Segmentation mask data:
------------------------------------------------

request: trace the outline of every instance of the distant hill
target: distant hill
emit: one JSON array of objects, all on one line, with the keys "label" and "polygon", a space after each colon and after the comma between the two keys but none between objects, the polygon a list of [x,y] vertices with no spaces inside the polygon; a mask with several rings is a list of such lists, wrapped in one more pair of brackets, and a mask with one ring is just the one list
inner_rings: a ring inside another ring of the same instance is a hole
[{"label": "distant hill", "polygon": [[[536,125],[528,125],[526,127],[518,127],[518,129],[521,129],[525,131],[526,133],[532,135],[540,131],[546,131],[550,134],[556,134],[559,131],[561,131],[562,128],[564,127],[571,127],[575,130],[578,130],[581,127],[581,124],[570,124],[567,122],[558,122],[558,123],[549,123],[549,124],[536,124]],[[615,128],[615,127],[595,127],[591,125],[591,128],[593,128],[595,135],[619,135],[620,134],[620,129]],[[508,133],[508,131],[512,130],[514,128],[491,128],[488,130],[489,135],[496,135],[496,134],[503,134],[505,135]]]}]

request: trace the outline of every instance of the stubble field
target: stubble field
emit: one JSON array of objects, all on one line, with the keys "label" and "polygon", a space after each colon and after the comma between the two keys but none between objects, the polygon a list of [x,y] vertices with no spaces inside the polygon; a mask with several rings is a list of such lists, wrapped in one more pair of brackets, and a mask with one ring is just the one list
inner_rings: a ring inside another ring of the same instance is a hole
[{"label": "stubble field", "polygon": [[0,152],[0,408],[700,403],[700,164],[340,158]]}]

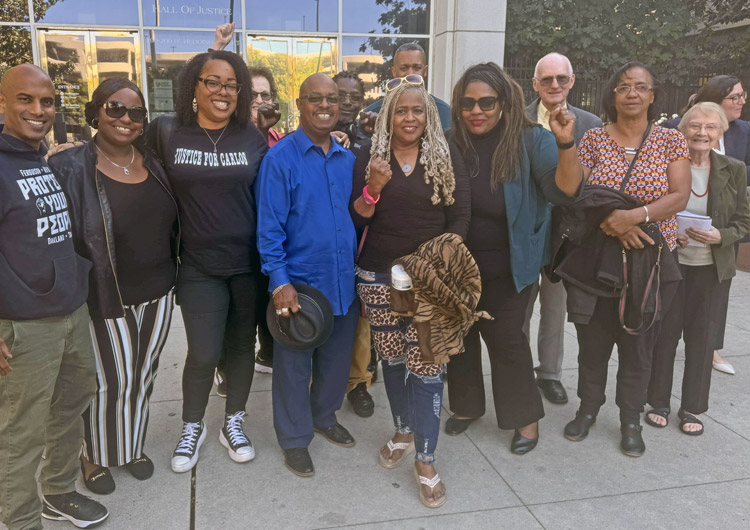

------------------------------------------------

The lines needed run from the first line of the data through the line containing "target: distant hill"; give them again exactly and nothing else.

request: trace the outline of every instance of the distant hill
target: distant hill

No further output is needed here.